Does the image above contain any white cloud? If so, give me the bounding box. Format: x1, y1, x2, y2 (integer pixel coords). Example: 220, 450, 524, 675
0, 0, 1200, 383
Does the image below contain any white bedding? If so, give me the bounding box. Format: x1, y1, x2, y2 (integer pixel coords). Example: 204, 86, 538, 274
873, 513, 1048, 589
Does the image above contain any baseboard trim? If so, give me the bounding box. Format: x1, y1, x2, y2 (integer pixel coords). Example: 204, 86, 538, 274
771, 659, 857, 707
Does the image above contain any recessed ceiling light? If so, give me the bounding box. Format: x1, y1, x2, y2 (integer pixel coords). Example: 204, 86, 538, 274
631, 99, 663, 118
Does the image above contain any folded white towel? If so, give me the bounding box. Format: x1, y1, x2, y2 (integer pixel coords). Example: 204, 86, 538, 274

══════

**THE PROBLEM:** Please copy every row above word for word, leaving nothing out and changing nothing.

**REPLY TO THE TASK:**
Does the image above contain any white cloud? If so, give me the bounding box. Format: x1, y1, x2, y2 (integer pixel coords). Example: 220, 450, 524, 675
0, 0, 1200, 383
Does the image below contain any white bedding? If so, give me the bounding box. Format: x1, y1, x2, y2 (integer pixel coords). Example: 204, 86, 538, 274
873, 513, 1048, 589
Does the image above contain any baseboard trim? If so, give me the bounding box. Format: x1, y1, x2, y2 (integer pixel coords). Example: 204, 86, 538, 274
771, 659, 857, 707
Does the image above contain any recessed ceiling light? If so, give me the bounding box. Format: x1, y1, x2, y2 (integer pixel coords). Example: 204, 86, 538, 274
631, 99, 663, 118
Does the image above contain any folded white towel? If so, give me the bounding box. Format: x1, y1, x2, y2 (integer pixel coords). Example: 204, 86, 538, 274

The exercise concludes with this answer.